**WHAT YOU ARE ASKED TO DO**. Continue the passage on adaptationism below, picking up right after its last sentence.

**PROVIDED PASSAGE**.
##############################

Adaptationism
Adaptationism is the research program and methodological stance in evolutionary biology that treats the traits of organisms as adaptations — solutions produced by natural selection to functional problems posed by the environment. For the adaptationist, the right question to ask about any heritable trait is: what is it for?
The program has been productive and empirically well-supported for many traits, particularly complex morphological and physiological features. The eye, the kidney, and the vertebrate immune system are genuinely explicable as selection-optimised solutions to well-defined functional problems. Adaptationism's success here is real and should not be minimised by its critics.
The critique — launched most forcefully by Stephen Jay Gould and Richard Lewontin in their 1979 'spandrels' paper — is that adaptationism functions as an unfalsifiable commitment rather than a testable hypothesis. When an adaptationist story fails, the response is typically to generate a different story rather than to conclude that the trait is not an adaptation. This is not scientific reasoning; it is storytelling constrained only by the requirement to sound plausible.

##############################

**SOURCE INFORMATION**.
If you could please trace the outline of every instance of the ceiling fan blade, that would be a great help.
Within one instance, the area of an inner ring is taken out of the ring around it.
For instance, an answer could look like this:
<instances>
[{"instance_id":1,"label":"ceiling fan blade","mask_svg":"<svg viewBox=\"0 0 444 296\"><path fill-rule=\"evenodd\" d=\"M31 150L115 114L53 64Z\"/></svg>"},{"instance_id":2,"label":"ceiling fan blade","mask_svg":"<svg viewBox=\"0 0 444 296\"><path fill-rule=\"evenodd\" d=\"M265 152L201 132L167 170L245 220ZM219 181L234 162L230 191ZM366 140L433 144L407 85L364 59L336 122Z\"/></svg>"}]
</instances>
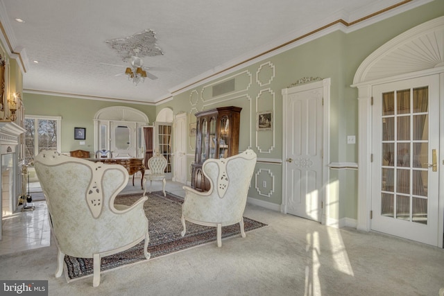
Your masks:
<instances>
[{"instance_id":1,"label":"ceiling fan blade","mask_svg":"<svg viewBox=\"0 0 444 296\"><path fill-rule=\"evenodd\" d=\"M114 66L114 67L126 67L126 66L123 66L121 64L109 64L108 62L101 62L100 64L106 64L108 66Z\"/></svg>"},{"instance_id":2,"label":"ceiling fan blade","mask_svg":"<svg viewBox=\"0 0 444 296\"><path fill-rule=\"evenodd\" d=\"M147 67L149 71L171 71L171 68L166 67Z\"/></svg>"},{"instance_id":3,"label":"ceiling fan blade","mask_svg":"<svg viewBox=\"0 0 444 296\"><path fill-rule=\"evenodd\" d=\"M149 72L146 72L146 77L148 77L148 78L150 78L150 79L151 79L151 80L155 80L155 79L157 79L157 76L154 76L154 75L151 74L151 73L149 73Z\"/></svg>"}]
</instances>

##############################

**OUTPUT FOR THIS TASK**.
The spandrels critique identified two real alternatives: traits may be developmentally or architecturally constrained rather than selected, and traits may be exaptations — features that currently serve a function different from the one that drove their evolution. Neither of these is an adaptationist story, and neither can be easily incorporated into adaptationism without abandoning the program's core commitment.
Adaptationism's most dangerous misapplication is in the human sciences, where 'evolutionary explanations' of social behaviour frequently confabulate adaptive stories for traits whose evolutionary history is entirely unknown.